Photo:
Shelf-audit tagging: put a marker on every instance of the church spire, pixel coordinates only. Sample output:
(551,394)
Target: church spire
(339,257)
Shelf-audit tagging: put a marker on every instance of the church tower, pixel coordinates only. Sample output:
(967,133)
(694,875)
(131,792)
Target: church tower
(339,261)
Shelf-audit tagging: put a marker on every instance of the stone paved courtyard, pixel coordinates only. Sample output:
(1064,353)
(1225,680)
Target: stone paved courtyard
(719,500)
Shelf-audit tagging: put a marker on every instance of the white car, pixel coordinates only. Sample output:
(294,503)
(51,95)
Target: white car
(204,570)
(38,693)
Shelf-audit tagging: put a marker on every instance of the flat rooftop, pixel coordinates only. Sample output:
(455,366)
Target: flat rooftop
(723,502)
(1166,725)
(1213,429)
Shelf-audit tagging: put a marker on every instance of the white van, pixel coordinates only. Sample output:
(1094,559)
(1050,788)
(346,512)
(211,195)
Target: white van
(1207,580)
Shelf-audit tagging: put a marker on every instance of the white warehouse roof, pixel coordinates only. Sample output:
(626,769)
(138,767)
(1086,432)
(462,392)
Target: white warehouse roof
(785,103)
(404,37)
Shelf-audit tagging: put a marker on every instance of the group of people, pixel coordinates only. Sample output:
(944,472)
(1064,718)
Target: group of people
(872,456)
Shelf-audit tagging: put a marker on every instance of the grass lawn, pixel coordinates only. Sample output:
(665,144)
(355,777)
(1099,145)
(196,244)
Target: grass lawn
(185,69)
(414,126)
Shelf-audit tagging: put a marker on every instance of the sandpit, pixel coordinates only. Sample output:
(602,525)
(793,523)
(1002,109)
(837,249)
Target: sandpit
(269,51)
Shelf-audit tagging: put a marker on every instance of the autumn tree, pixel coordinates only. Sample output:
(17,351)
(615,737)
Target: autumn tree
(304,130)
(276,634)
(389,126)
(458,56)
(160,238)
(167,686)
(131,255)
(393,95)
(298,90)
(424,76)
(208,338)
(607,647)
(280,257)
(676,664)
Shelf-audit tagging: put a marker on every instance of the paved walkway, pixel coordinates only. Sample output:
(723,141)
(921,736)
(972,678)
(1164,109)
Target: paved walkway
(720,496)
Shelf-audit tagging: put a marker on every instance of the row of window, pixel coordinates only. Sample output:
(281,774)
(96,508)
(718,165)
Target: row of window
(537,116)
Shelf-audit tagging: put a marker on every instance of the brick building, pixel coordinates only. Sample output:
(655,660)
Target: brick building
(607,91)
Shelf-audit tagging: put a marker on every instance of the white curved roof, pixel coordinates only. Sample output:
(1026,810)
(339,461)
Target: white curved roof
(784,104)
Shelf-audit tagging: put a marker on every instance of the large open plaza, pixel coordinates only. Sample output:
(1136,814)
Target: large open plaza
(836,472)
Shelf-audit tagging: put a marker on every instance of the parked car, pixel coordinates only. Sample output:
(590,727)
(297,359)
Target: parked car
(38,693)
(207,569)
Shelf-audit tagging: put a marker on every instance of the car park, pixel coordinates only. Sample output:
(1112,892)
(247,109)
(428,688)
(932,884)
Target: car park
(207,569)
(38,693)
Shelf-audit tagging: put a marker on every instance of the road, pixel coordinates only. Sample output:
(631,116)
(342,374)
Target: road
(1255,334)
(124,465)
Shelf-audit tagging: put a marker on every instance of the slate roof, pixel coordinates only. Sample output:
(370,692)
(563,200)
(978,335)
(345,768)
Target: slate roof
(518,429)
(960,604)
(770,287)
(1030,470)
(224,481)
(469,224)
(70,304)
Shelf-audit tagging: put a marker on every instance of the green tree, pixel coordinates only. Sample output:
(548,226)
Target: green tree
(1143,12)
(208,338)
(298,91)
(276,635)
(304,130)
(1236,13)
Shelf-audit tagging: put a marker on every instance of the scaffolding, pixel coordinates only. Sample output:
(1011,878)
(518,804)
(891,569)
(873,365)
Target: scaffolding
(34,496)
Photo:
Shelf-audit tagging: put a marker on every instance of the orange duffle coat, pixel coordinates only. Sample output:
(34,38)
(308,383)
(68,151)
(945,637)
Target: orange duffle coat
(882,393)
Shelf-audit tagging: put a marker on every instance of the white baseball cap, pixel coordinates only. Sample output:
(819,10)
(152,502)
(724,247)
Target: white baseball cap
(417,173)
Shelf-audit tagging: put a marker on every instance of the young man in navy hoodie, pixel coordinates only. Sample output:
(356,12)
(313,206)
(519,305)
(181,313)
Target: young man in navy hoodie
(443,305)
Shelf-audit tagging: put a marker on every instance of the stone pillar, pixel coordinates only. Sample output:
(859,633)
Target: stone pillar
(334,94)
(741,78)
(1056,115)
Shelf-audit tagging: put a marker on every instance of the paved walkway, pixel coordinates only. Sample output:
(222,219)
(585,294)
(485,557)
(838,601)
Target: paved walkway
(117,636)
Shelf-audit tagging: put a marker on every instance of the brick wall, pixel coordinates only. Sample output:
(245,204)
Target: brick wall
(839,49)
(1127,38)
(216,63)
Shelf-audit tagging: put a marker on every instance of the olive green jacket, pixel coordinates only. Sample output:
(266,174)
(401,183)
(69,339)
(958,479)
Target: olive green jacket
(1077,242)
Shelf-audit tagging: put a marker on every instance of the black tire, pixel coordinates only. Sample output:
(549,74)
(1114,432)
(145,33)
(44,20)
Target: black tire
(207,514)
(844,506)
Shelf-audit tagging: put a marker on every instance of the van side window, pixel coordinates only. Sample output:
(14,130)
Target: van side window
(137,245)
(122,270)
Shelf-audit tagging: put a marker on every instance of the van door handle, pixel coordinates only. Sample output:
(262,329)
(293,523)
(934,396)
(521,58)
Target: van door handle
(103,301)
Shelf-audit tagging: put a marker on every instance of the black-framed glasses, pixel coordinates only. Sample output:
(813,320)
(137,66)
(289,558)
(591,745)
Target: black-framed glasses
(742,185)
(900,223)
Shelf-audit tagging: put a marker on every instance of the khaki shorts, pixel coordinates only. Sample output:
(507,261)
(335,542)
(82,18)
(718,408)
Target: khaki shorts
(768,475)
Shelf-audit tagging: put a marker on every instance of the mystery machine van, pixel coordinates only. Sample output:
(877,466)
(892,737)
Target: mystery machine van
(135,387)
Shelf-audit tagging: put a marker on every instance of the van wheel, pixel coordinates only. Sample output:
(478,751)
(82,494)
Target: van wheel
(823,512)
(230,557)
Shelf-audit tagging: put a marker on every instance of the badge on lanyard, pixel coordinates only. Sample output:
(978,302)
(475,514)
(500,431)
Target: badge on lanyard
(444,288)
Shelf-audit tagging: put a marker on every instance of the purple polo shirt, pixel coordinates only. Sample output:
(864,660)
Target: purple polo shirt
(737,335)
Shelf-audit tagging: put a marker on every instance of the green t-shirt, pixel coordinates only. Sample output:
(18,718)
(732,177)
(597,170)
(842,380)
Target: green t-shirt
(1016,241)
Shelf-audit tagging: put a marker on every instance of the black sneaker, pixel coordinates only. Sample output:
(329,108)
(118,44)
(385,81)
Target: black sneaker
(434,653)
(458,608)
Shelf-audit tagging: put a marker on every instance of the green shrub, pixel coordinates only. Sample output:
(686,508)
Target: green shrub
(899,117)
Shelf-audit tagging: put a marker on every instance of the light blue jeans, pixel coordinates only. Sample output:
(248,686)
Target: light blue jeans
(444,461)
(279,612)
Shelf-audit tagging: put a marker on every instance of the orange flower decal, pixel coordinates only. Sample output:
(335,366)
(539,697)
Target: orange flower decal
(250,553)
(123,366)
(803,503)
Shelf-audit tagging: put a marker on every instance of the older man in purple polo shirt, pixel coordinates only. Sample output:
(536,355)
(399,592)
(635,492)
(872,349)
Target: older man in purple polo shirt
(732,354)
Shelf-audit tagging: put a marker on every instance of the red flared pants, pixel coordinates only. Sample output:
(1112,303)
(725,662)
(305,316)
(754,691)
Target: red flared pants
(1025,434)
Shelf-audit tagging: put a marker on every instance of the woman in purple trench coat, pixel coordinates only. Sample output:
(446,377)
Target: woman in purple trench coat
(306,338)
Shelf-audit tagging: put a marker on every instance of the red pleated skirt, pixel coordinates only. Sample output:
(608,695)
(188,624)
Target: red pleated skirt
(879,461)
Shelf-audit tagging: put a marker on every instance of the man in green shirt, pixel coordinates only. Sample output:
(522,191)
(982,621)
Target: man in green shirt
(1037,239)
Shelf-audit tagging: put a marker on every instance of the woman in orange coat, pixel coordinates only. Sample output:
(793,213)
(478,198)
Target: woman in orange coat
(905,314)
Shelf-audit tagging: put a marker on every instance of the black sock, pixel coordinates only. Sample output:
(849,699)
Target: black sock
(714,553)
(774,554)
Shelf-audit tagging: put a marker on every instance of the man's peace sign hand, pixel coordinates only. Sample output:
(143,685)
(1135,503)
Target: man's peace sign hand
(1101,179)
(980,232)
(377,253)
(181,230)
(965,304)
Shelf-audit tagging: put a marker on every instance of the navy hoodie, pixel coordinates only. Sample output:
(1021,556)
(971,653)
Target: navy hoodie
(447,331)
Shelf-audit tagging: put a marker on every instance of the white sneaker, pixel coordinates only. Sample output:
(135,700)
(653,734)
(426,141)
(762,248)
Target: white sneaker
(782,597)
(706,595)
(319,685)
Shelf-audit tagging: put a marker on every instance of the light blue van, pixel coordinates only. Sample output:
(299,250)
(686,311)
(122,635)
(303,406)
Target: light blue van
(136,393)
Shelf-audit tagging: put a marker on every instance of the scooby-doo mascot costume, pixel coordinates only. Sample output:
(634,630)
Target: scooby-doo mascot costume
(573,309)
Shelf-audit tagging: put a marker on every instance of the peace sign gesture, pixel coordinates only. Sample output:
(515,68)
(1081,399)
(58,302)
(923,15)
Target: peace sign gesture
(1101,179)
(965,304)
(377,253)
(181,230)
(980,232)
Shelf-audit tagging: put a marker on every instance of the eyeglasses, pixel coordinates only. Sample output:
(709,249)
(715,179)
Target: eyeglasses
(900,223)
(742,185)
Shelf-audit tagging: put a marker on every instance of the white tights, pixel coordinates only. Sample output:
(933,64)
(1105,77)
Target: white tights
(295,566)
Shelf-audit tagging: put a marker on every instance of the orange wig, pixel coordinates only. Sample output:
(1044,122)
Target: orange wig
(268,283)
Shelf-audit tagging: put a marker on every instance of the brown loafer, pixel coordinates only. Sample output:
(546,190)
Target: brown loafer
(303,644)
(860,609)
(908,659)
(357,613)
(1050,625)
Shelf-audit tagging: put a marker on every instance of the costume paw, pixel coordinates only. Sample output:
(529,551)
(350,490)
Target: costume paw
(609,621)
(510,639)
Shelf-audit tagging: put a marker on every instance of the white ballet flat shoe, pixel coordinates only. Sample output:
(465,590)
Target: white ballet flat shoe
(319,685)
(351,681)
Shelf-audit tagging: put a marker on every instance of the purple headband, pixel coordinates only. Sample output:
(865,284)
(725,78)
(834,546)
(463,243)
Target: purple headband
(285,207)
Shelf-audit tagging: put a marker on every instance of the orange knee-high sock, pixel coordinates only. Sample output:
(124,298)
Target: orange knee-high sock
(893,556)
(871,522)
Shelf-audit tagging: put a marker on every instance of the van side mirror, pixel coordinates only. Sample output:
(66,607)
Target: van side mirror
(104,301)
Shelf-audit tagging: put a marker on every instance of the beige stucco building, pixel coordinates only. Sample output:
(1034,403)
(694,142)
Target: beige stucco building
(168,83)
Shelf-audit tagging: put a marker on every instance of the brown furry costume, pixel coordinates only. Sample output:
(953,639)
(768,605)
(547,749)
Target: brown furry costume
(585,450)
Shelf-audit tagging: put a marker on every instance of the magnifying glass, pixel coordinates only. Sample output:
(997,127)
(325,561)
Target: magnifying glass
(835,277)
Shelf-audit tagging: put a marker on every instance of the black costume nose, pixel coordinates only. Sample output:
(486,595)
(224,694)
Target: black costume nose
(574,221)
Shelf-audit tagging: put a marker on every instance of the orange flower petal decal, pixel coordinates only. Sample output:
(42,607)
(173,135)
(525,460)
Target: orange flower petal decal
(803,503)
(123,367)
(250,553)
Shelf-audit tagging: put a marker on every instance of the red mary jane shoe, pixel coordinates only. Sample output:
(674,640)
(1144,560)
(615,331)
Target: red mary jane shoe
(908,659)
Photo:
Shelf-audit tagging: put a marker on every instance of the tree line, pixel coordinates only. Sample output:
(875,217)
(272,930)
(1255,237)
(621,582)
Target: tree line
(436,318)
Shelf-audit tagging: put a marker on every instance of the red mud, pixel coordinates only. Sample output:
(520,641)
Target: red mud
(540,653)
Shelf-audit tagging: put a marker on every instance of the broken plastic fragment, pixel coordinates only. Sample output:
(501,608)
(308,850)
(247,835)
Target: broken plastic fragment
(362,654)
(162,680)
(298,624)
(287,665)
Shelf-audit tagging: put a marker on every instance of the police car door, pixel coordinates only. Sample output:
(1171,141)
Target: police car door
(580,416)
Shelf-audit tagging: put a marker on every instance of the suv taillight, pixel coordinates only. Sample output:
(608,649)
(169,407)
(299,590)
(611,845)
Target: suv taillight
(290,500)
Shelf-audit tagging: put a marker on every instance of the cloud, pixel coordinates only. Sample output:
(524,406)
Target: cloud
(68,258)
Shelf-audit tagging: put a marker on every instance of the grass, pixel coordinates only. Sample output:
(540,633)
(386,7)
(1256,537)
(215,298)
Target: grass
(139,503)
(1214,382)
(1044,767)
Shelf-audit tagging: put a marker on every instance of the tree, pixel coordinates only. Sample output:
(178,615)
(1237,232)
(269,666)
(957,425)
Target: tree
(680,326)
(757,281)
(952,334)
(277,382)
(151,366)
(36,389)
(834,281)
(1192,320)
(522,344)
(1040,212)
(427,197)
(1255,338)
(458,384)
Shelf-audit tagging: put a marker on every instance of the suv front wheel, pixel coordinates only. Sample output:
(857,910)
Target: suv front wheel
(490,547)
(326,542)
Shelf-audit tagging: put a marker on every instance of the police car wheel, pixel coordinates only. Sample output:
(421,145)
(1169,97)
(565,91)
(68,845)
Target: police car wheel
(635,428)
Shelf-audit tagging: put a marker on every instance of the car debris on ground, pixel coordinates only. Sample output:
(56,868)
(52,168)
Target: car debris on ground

******

Exercise description - Lines from the start of the entries through the one containing "church tower, pixel" are to be set down again exactly, both ends included.

Completed exercise -
Photo:
Shelf-audit tagging: put a marker on every instance of the church spire, pixel coordinates only. Sample output:
(551,394)
Target: church spire
(339,257)
Shelf-audit tagging: put a marker on every instance of the church tower, pixel coordinates only. Sample output:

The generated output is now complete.